**Your objective**
How many lines in the rows below contain the string "rear", matching case exactly? Reply with the number only.

___ Provided material ___

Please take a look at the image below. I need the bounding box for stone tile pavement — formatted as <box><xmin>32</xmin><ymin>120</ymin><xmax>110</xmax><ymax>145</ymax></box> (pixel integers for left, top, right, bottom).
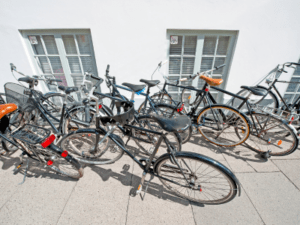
<box><xmin>0</xmin><ymin>135</ymin><xmax>300</xmax><ymax>225</ymax></box>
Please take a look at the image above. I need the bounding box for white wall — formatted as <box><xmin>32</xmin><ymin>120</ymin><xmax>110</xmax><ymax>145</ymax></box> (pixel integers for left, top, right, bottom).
<box><xmin>0</xmin><ymin>0</ymin><xmax>300</xmax><ymax>101</ymax></box>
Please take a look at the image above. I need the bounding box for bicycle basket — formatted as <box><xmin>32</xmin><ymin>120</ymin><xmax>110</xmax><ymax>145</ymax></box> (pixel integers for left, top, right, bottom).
<box><xmin>4</xmin><ymin>83</ymin><xmax>36</xmax><ymax>112</ymax></box>
<box><xmin>100</xmin><ymin>101</ymin><xmax>134</xmax><ymax>125</ymax></box>
<box><xmin>12</xmin><ymin>124</ymin><xmax>51</xmax><ymax>144</ymax></box>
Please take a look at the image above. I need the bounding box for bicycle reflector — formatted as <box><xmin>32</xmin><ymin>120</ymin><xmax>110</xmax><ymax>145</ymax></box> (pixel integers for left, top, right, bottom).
<box><xmin>41</xmin><ymin>134</ymin><xmax>55</xmax><ymax>148</ymax></box>
<box><xmin>60</xmin><ymin>150</ymin><xmax>69</xmax><ymax>158</ymax></box>
<box><xmin>177</xmin><ymin>103</ymin><xmax>184</xmax><ymax>112</ymax></box>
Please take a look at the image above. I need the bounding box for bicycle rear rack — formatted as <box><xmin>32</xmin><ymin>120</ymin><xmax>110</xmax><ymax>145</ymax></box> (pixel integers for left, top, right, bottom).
<box><xmin>251</xmin><ymin>104</ymin><xmax>300</xmax><ymax>122</ymax></box>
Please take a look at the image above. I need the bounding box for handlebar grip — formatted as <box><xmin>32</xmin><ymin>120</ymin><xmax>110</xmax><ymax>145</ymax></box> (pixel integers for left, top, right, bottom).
<box><xmin>82</xmin><ymin>87</ymin><xmax>89</xmax><ymax>94</ymax></box>
<box><xmin>106</xmin><ymin>64</ymin><xmax>109</xmax><ymax>75</ymax></box>
<box><xmin>215</xmin><ymin>64</ymin><xmax>226</xmax><ymax>70</ymax></box>
<box><xmin>10</xmin><ymin>63</ymin><xmax>17</xmax><ymax>71</ymax></box>
<box><xmin>91</xmin><ymin>75</ymin><xmax>101</xmax><ymax>80</ymax></box>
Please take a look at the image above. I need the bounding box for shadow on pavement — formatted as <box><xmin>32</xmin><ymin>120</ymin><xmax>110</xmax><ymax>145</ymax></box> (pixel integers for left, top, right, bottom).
<box><xmin>188</xmin><ymin>135</ymin><xmax>267</xmax><ymax>163</ymax></box>
<box><xmin>90</xmin><ymin>146</ymin><xmax>204</xmax><ymax>207</ymax></box>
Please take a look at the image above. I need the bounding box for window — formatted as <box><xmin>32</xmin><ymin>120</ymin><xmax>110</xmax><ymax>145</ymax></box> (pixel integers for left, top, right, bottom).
<box><xmin>283</xmin><ymin>59</ymin><xmax>300</xmax><ymax>103</ymax></box>
<box><xmin>22</xmin><ymin>30</ymin><xmax>98</xmax><ymax>91</ymax></box>
<box><xmin>167</xmin><ymin>30</ymin><xmax>237</xmax><ymax>101</ymax></box>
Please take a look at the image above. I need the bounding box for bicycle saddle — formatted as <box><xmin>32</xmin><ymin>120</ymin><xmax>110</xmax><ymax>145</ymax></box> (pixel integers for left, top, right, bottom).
<box><xmin>58</xmin><ymin>86</ymin><xmax>78</xmax><ymax>94</ymax></box>
<box><xmin>122</xmin><ymin>83</ymin><xmax>146</xmax><ymax>92</ymax></box>
<box><xmin>0</xmin><ymin>103</ymin><xmax>18</xmax><ymax>119</ymax></box>
<box><xmin>241</xmin><ymin>86</ymin><xmax>268</xmax><ymax>96</ymax></box>
<box><xmin>140</xmin><ymin>79</ymin><xmax>160</xmax><ymax>87</ymax></box>
<box><xmin>18</xmin><ymin>77</ymin><xmax>35</xmax><ymax>84</ymax></box>
<box><xmin>200</xmin><ymin>75</ymin><xmax>223</xmax><ymax>86</ymax></box>
<box><xmin>150</xmin><ymin>115</ymin><xmax>191</xmax><ymax>132</ymax></box>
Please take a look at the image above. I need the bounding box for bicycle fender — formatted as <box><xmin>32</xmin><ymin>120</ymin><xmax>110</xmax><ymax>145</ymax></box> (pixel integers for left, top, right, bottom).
<box><xmin>153</xmin><ymin>152</ymin><xmax>241</xmax><ymax>196</ymax></box>
<box><xmin>197</xmin><ymin>104</ymin><xmax>253</xmax><ymax>129</ymax></box>
<box><xmin>47</xmin><ymin>144</ymin><xmax>81</xmax><ymax>168</ymax></box>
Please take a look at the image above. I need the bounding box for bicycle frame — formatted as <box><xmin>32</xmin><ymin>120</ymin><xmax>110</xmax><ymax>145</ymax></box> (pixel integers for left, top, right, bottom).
<box><xmin>95</xmin><ymin>116</ymin><xmax>189</xmax><ymax>187</ymax></box>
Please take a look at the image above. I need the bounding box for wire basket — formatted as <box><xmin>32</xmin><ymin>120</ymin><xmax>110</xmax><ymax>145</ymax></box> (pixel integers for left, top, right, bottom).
<box><xmin>4</xmin><ymin>83</ymin><xmax>36</xmax><ymax>112</ymax></box>
<box><xmin>12</xmin><ymin>124</ymin><xmax>51</xmax><ymax>144</ymax></box>
<box><xmin>251</xmin><ymin>104</ymin><xmax>300</xmax><ymax>121</ymax></box>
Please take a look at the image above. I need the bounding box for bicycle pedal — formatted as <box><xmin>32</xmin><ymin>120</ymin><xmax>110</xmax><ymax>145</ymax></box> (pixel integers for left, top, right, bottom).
<box><xmin>135</xmin><ymin>184</ymin><xmax>143</xmax><ymax>195</ymax></box>
<box><xmin>13</xmin><ymin>162</ymin><xmax>23</xmax><ymax>172</ymax></box>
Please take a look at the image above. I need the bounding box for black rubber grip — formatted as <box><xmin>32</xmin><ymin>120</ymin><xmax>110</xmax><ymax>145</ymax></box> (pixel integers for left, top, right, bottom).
<box><xmin>82</xmin><ymin>87</ymin><xmax>89</xmax><ymax>94</ymax></box>
<box><xmin>106</xmin><ymin>64</ymin><xmax>109</xmax><ymax>75</ymax></box>
<box><xmin>215</xmin><ymin>64</ymin><xmax>226</xmax><ymax>70</ymax></box>
<box><xmin>91</xmin><ymin>75</ymin><xmax>101</xmax><ymax>80</ymax></box>
<box><xmin>10</xmin><ymin>63</ymin><xmax>16</xmax><ymax>71</ymax></box>
<box><xmin>49</xmin><ymin>79</ymin><xmax>62</xmax><ymax>82</ymax></box>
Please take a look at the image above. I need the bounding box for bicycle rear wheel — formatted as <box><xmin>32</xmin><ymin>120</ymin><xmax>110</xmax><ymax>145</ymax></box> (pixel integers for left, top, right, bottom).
<box><xmin>132</xmin><ymin>116</ymin><xmax>181</xmax><ymax>156</ymax></box>
<box><xmin>197</xmin><ymin>105</ymin><xmax>250</xmax><ymax>147</ymax></box>
<box><xmin>245</xmin><ymin>112</ymin><xmax>299</xmax><ymax>156</ymax></box>
<box><xmin>154</xmin><ymin>152</ymin><xmax>237</xmax><ymax>204</ymax></box>
<box><xmin>60</xmin><ymin>129</ymin><xmax>124</xmax><ymax>165</ymax></box>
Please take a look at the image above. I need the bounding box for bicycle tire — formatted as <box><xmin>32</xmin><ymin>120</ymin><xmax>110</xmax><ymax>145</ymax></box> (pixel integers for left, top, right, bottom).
<box><xmin>60</xmin><ymin>129</ymin><xmax>125</xmax><ymax>165</ymax></box>
<box><xmin>197</xmin><ymin>104</ymin><xmax>251</xmax><ymax>147</ymax></box>
<box><xmin>139</xmin><ymin>104</ymin><xmax>193</xmax><ymax>144</ymax></box>
<box><xmin>154</xmin><ymin>152</ymin><xmax>238</xmax><ymax>205</ymax></box>
<box><xmin>138</xmin><ymin>93</ymin><xmax>172</xmax><ymax>111</ymax></box>
<box><xmin>132</xmin><ymin>115</ymin><xmax>182</xmax><ymax>157</ymax></box>
<box><xmin>245</xmin><ymin>112</ymin><xmax>299</xmax><ymax>156</ymax></box>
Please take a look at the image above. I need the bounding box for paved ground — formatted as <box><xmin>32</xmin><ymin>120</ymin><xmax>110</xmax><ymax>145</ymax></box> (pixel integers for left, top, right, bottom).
<box><xmin>0</xmin><ymin>136</ymin><xmax>300</xmax><ymax>224</ymax></box>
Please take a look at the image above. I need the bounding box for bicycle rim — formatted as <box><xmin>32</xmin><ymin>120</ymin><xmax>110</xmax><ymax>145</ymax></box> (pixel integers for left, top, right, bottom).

___

**Result**
2